PROMPT –
Switch "evergreen tree" to "pine tree" everywhere it occurs in the following lines, and reproduce them with everything else left unchanged.

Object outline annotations
##########

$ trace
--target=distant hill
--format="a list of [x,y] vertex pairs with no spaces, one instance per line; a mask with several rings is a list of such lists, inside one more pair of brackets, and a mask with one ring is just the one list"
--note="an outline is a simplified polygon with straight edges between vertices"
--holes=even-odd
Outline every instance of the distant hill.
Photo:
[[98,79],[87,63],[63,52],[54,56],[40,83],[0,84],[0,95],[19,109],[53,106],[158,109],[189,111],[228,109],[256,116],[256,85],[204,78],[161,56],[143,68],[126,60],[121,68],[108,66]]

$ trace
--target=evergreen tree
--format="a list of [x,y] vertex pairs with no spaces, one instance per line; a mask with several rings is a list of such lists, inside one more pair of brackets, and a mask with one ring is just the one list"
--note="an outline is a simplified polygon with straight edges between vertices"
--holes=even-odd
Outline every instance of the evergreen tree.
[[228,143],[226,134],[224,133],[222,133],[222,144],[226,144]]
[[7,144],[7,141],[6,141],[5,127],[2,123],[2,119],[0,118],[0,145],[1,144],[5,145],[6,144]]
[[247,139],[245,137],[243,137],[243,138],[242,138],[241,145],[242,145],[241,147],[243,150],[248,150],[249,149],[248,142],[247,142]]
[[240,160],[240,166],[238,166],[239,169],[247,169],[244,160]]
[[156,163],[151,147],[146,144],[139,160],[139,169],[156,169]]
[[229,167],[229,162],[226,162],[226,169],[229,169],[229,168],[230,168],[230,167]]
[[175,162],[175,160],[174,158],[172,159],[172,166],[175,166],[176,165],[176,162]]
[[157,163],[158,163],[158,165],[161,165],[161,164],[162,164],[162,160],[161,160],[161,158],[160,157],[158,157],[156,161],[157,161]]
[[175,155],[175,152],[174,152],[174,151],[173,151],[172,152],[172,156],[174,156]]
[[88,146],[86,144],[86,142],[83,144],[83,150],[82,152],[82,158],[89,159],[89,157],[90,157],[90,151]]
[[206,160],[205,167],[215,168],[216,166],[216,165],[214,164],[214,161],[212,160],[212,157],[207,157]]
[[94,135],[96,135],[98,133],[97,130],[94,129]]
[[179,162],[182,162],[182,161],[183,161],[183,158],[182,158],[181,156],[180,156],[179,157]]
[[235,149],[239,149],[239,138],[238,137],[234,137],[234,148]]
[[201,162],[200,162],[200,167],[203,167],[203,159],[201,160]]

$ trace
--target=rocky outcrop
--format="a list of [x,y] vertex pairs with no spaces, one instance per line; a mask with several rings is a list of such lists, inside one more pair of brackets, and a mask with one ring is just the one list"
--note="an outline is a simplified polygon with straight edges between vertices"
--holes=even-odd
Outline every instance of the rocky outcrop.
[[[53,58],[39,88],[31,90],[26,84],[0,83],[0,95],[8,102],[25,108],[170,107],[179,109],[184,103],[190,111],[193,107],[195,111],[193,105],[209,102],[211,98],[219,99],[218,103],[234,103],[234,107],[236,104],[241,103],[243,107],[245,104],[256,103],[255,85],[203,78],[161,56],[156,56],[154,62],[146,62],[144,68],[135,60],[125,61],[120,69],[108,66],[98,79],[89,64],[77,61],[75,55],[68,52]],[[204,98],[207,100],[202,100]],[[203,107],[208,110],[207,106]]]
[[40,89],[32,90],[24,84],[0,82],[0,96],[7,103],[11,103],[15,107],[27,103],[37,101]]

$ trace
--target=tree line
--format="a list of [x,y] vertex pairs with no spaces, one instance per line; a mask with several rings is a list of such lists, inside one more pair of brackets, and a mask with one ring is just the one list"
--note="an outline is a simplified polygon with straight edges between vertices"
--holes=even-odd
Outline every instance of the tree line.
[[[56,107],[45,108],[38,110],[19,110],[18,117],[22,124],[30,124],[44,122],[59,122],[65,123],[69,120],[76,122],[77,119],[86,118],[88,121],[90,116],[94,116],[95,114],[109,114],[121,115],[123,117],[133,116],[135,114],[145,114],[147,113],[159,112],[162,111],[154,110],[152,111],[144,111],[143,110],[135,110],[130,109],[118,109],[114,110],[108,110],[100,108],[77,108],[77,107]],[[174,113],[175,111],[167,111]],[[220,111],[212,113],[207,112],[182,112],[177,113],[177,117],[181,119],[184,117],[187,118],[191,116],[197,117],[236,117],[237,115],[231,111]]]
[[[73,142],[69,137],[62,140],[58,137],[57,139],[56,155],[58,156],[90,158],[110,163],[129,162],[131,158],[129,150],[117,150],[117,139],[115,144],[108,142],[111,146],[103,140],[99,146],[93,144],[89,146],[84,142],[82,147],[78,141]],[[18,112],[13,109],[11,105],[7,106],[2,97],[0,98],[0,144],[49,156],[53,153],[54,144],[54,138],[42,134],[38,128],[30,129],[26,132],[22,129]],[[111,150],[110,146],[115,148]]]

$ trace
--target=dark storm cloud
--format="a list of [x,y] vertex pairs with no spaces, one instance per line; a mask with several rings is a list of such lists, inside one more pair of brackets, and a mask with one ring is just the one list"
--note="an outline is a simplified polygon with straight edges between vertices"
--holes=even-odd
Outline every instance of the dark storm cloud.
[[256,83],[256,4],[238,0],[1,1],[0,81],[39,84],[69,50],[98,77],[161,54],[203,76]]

##########

WRITTEN RESPONSE –
$ trace
--target=distant hill
--format="a list of [x,y] vertex pairs with no spaces, one instance per line; a mask with several rings is a list of such lists, inside one more pair of brackets, and a mask with one ring is just the one list"
--note="an outline is a simplified polygon with straight edges between vertices"
--holes=even-odd
Outline every instance of the distant hill.
Photo:
[[98,79],[87,63],[63,52],[54,56],[40,83],[0,84],[0,95],[19,109],[53,106],[158,109],[189,111],[228,109],[256,116],[256,85],[204,78],[161,56],[143,68],[126,60],[121,68],[108,66]]

$ trace
--target=pine tree
--format="a list of [x,y] vertex pairs with no spaces, one instance per line; a mask with several rings is a list of such lists, inside one more pair of brackets, and a mask with one ring is just the one list"
--note="an outline is a simplified polygon with straight edges between vertices"
--holes=even-odd
Outline every instance of the pine tree.
[[228,143],[226,134],[224,133],[222,133],[222,144],[226,144]]
[[7,144],[7,141],[6,141],[5,127],[2,123],[2,119],[0,118],[0,145],[1,144],[5,145],[6,144]]
[[247,139],[245,137],[243,137],[243,138],[242,138],[241,145],[242,145],[241,147],[243,150],[248,150],[249,149],[248,142],[247,142]]
[[240,160],[240,166],[238,166],[239,169],[247,169],[244,160]]
[[156,163],[151,147],[146,144],[139,160],[139,169],[156,169]]
[[229,167],[229,162],[226,162],[226,169],[229,169],[229,168],[230,168],[230,167]]
[[175,162],[175,160],[174,158],[172,159],[172,166],[175,166],[176,165],[176,162]]
[[157,163],[158,163],[158,165],[161,165],[161,164],[162,164],[162,160],[161,160],[161,158],[160,157],[158,157],[156,161],[157,161]]
[[175,155],[175,152],[174,152],[174,151],[173,151],[172,152],[172,156],[174,156]]
[[88,146],[86,144],[86,142],[83,144],[83,150],[82,152],[82,158],[89,159],[89,157],[90,157],[90,151]]
[[206,160],[205,167],[215,168],[216,166],[216,165],[214,164],[214,161],[212,160],[212,157],[207,157]]
[[94,135],[96,135],[98,133],[97,130],[94,129]]
[[179,162],[182,162],[182,161],[183,161],[183,158],[182,158],[181,156],[180,156],[179,157]]
[[235,149],[239,149],[239,138],[238,137],[234,137],[234,148]]
[[201,162],[200,162],[200,167],[203,167],[203,159],[201,160]]

$ trace
--target=rocky outcrop
--format="a list of [x,y] vertex pairs with no spaces, one instance per line; a mask with several rings is a list of such lists, inside one more pair of brackets, and a mask with one ring is just the one list"
--note="an outline is a simplified polygon with straight edges between vertices"
--holes=even-odd
Outline every instance of the rocky outcrop.
[[[53,58],[39,88],[31,90],[26,84],[0,83],[0,95],[8,102],[25,108],[170,107],[179,109],[184,103],[190,111],[193,107],[195,111],[193,105],[209,102],[211,98],[219,99],[218,103],[234,103],[234,107],[236,104],[241,103],[243,107],[245,104],[256,103],[255,85],[203,78],[161,56],[156,56],[154,62],[146,62],[144,68],[135,60],[125,61],[120,69],[108,66],[98,79],[89,64],[77,61],[75,55],[68,52]],[[204,98],[207,100],[202,100]],[[203,107],[208,110],[207,106]]]
[[40,89],[32,90],[24,84],[0,82],[0,96],[7,103],[11,103],[15,107],[27,103],[37,101]]

$ trace
--target=tree line
--format="a list of [x,y] vertex pairs with no spaces, one instance per line; a mask with several rings is a list of such lists, inside one more pair of brackets, and a mask with one ring is just the one list"
--note="an outline is a simplified polygon with straight edges between vertices"
--holes=even-odd
Outline every instance of the tree line.
[[[56,107],[45,108],[38,110],[19,110],[18,117],[22,124],[30,124],[44,122],[59,122],[65,123],[69,120],[76,122],[77,119],[86,118],[88,121],[90,116],[94,116],[95,114],[109,114],[121,115],[123,117],[133,116],[135,114],[145,114],[147,113],[159,112],[162,111],[154,110],[152,111],[144,111],[143,110],[135,110],[130,109],[118,109],[114,110],[108,110],[100,108],[77,108],[77,107]],[[174,113],[175,111],[167,111]],[[220,111],[212,113],[207,112],[182,112],[177,113],[177,117],[181,119],[184,117],[187,118],[191,116],[197,117],[236,117],[237,115],[231,111]]]
[[[73,142],[69,137],[62,140],[58,137],[57,139],[56,155],[58,156],[90,158],[110,163],[129,162],[131,158],[129,150],[117,150],[117,139],[115,144],[108,142],[111,146],[103,140],[99,146],[93,144],[89,146],[84,142],[82,147],[78,141]],[[18,112],[13,109],[11,105],[7,106],[2,97],[0,98],[0,144],[49,156],[53,153],[54,144],[54,138],[42,134],[38,128],[30,129],[26,132],[22,129]],[[111,150],[110,146],[115,148]]]

$ trace
--target=dark storm cloud
--format="a list of [x,y] vertex pairs with no spaces, one instance per line; a mask with several rings is a list of such lists, inside one more pair of brackets, and a mask with one ring is just the one list"
--note="an outline is a simplified polygon with straight edges between vertices"
--holes=even-odd
Outline every instance of the dark storm cloud.
[[256,83],[256,4],[238,0],[1,1],[0,81],[39,84],[69,50],[98,77],[161,54],[203,76]]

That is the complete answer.